─── DATA FOR REVIEW ───
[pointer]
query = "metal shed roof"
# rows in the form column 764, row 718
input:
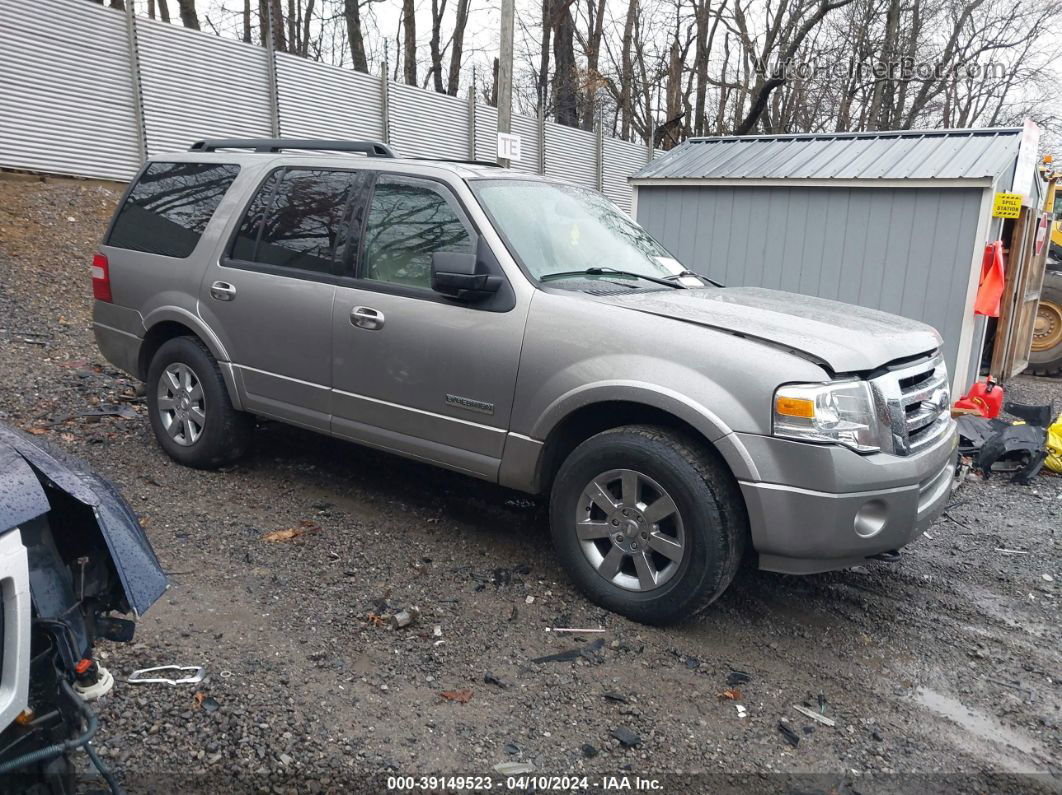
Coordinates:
column 908, row 155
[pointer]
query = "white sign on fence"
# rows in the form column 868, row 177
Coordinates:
column 509, row 147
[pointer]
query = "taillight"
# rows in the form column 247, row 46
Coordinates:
column 101, row 277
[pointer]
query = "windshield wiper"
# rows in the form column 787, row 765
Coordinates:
column 607, row 272
column 700, row 276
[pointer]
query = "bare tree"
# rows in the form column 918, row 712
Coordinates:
column 352, row 14
column 409, row 41
column 188, row 16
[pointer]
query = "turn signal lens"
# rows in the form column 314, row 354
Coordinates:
column 789, row 407
column 841, row 412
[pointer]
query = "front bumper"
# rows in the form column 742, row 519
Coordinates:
column 873, row 503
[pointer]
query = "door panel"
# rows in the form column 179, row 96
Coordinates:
column 413, row 372
column 277, row 331
column 435, row 381
column 271, row 299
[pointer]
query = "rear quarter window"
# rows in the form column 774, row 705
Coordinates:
column 170, row 206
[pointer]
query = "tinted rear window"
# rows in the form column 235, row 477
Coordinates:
column 170, row 206
column 298, row 220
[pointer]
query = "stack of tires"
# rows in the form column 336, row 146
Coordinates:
column 1045, row 359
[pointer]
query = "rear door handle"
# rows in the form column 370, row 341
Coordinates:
column 366, row 317
column 222, row 291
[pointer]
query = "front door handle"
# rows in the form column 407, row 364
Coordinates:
column 365, row 317
column 222, row 291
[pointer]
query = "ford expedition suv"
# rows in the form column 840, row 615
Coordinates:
column 526, row 331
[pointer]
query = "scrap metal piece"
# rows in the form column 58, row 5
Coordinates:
column 815, row 715
column 137, row 677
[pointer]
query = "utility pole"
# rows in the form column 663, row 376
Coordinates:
column 506, row 72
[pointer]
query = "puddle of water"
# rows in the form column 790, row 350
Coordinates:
column 975, row 722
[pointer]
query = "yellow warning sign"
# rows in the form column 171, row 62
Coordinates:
column 1007, row 205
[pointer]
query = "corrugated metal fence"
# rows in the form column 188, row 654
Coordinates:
column 90, row 90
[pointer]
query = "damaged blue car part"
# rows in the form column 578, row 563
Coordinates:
column 71, row 553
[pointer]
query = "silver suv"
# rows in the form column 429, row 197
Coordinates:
column 526, row 331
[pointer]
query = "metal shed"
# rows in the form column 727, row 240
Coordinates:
column 895, row 221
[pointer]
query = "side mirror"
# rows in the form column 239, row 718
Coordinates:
column 465, row 277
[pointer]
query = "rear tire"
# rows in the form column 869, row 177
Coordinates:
column 1045, row 359
column 190, row 411
column 649, row 522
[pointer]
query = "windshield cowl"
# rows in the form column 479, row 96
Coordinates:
column 557, row 231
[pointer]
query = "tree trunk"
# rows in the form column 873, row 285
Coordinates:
column 188, row 16
column 595, row 30
column 547, row 31
column 626, row 101
column 292, row 28
column 457, row 49
column 565, row 85
column 352, row 11
column 763, row 90
column 434, row 48
column 409, row 41
column 276, row 26
column 304, row 46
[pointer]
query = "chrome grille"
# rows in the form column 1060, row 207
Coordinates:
column 914, row 401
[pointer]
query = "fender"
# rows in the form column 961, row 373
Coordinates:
column 193, row 322
column 709, row 425
column 197, row 326
column 520, row 463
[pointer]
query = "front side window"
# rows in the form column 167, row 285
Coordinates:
column 555, row 228
column 169, row 207
column 297, row 220
column 409, row 220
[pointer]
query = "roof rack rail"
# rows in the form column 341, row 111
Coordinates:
column 460, row 161
column 371, row 149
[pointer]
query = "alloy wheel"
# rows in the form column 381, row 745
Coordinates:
column 630, row 530
column 181, row 403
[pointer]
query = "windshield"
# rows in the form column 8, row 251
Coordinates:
column 564, row 229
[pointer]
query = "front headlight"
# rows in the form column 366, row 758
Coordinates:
column 841, row 413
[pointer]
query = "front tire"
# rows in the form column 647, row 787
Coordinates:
column 191, row 414
column 649, row 522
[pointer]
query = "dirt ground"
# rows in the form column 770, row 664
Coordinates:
column 942, row 672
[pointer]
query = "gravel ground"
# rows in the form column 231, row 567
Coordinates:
column 941, row 671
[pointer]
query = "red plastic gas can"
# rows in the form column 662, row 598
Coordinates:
column 987, row 396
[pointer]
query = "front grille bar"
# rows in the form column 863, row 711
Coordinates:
column 920, row 414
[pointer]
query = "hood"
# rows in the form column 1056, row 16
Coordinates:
column 24, row 463
column 842, row 336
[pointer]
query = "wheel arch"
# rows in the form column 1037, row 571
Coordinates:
column 168, row 324
column 586, row 418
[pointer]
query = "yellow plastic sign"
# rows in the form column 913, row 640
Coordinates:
column 1007, row 205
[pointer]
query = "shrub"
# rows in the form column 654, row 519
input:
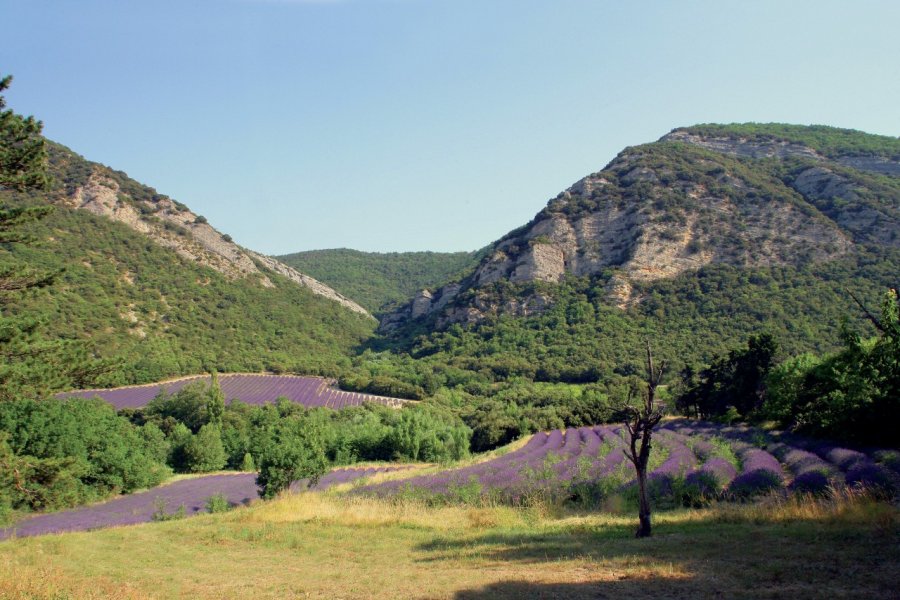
───
▸ **INSTRUCTIONS FOR THE TASK**: All entries above are to be reproduced exactly, with no pictures.

▸ **WRITTEN ANSWER**:
[pointer]
query = "metal shed roof"
# rows in the form column 764, row 718
input:
Coordinates:
column 908, row 155
[pointer]
query = "white sign on fence"
# rows in the form column 868, row 177
Coordinates:
column 509, row 147
[pointer]
query = "taillight"
# rows in the form column 247, row 46
Coordinates:
column 101, row 277
[pointer]
query = "windshield wiper"
# rows in the form column 787, row 765
Coordinates:
column 607, row 272
column 700, row 276
[pointer]
query = "bare tree"
# rows in the form column 918, row 712
Coordinates:
column 352, row 14
column 409, row 41
column 188, row 16
[pointer]
query = "turn signal lens"
# rows in the form column 314, row 354
Coordinates:
column 789, row 407
column 841, row 412
[pointer]
query = "front bumper"
# rows in the form column 742, row 519
Coordinates:
column 873, row 503
[pointer]
query = "door panel"
# rows in the form column 179, row 96
Coordinates:
column 413, row 372
column 277, row 331
column 435, row 381
column 271, row 299
[pointer]
query = "rear quarter window"
# rows in the form column 774, row 705
Coordinates:
column 170, row 206
[pointer]
query = "tinted rear window"
# rows in the form column 235, row 477
Coordinates:
column 170, row 206
column 298, row 220
[pointer]
query = "stack of tires"
# rows in the form column 336, row 146
Coordinates:
column 1045, row 359
[pointer]
query = "rear door handle"
# rows in the form column 370, row 341
Coordinates:
column 366, row 317
column 222, row 291
[pointer]
query = "front door handle"
# rows in the form column 407, row 364
Coordinates:
column 365, row 317
column 222, row 291
[pointer]
query = "ford expedition suv"
# rows in the form column 840, row 615
Coordinates:
column 526, row 331
[pointer]
query = "scrap metal piece"
# rows in the form column 58, row 5
Coordinates:
column 815, row 715
column 137, row 677
[pointer]
query = "utility pole"
# rows in the form column 663, row 376
Coordinates:
column 506, row 72
[pointer]
query = "puddle of water"
# rows in the form column 790, row 350
Coordinates:
column 975, row 722
[pointer]
query = "yellow warning sign"
# rows in the form column 171, row 62
Coordinates:
column 1007, row 205
[pointer]
query = "corrugated metal fence"
# rows in the form column 188, row 654
Coordinates:
column 90, row 90
[pointer]
query = "damaged blue car part"
# rows in the form column 578, row 563
Coordinates:
column 71, row 553
[pointer]
query = "silver suv"
# rows in the form column 429, row 197
Coordinates:
column 526, row 331
[pointer]
query = "metal shed"
# rows in the form column 727, row 240
Coordinates:
column 895, row 221
[pointer]
query = "side mirror"
# rows in the form column 239, row 718
Coordinates:
column 465, row 277
[pointer]
query = "rear tire"
# rows in the form column 869, row 177
Coordinates:
column 1045, row 359
column 190, row 411
column 649, row 522
[pointer]
query = "windshield cowl"
# rows in the form column 479, row 96
Coordinates:
column 557, row 231
[pointer]
query = "tree trunk"
# rows in the form column 873, row 285
Coordinates:
column 188, row 16
column 595, row 30
column 547, row 31
column 626, row 101
column 292, row 28
column 457, row 49
column 565, row 85
column 352, row 11
column 763, row 90
column 434, row 48
column 409, row 41
column 276, row 26
column 304, row 46
[pointer]
query = "chrome grille"
# rows in the form column 1060, row 207
Coordinates:
column 914, row 401
[pointer]
query = "fender"
# rows in the form column 961, row 373
Coordinates:
column 193, row 322
column 709, row 425
column 197, row 326
column 520, row 463
[pointer]
query = "front side window"
# rows in the form column 167, row 285
Coordinates:
column 555, row 228
column 169, row 207
column 297, row 220
column 409, row 220
[pointer]
query = "roof rack rail"
# rows in the form column 341, row 111
Coordinates:
column 460, row 161
column 371, row 149
[pointer]
query = "alloy wheel"
# rows in the form column 381, row 745
Coordinates:
column 630, row 530
column 181, row 403
[pointer]
query = "windshield"
# rows in the form column 8, row 251
Coordinates:
column 564, row 229
[pointer]
query = "front headlight"
# rows in the form column 366, row 758
Coordinates:
column 841, row 413
[pointer]
query = "front tire"
# rows in the form column 647, row 787
Coordinates:
column 191, row 414
column 649, row 522
[pointer]
query = "dirt ground"
# rows in the form column 770, row 664
Coordinates:
column 942, row 672
[pointer]
query = "gravel ground"
# rows in the form column 231, row 567
Coordinates:
column 941, row 671
[pointer]
query = "red plastic gas can"
# rows in the form column 662, row 598
Coordinates:
column 987, row 396
[pointer]
query = "front grille bar"
# rows in the form column 863, row 711
Coordinates:
column 920, row 414
[pointer]
query = "hood"
# rows in the form column 1056, row 16
Coordinates:
column 24, row 463
column 842, row 336
[pointer]
query = "wheel arch"
# rows in the form column 1037, row 571
Coordinates:
column 168, row 324
column 586, row 418
[pointer]
query = "yellow plastic sign"
# rows in the form column 913, row 640
Coordinates:
column 1007, row 205
[pointer]
query = "shrub"
# rows in the form column 654, row 519
input:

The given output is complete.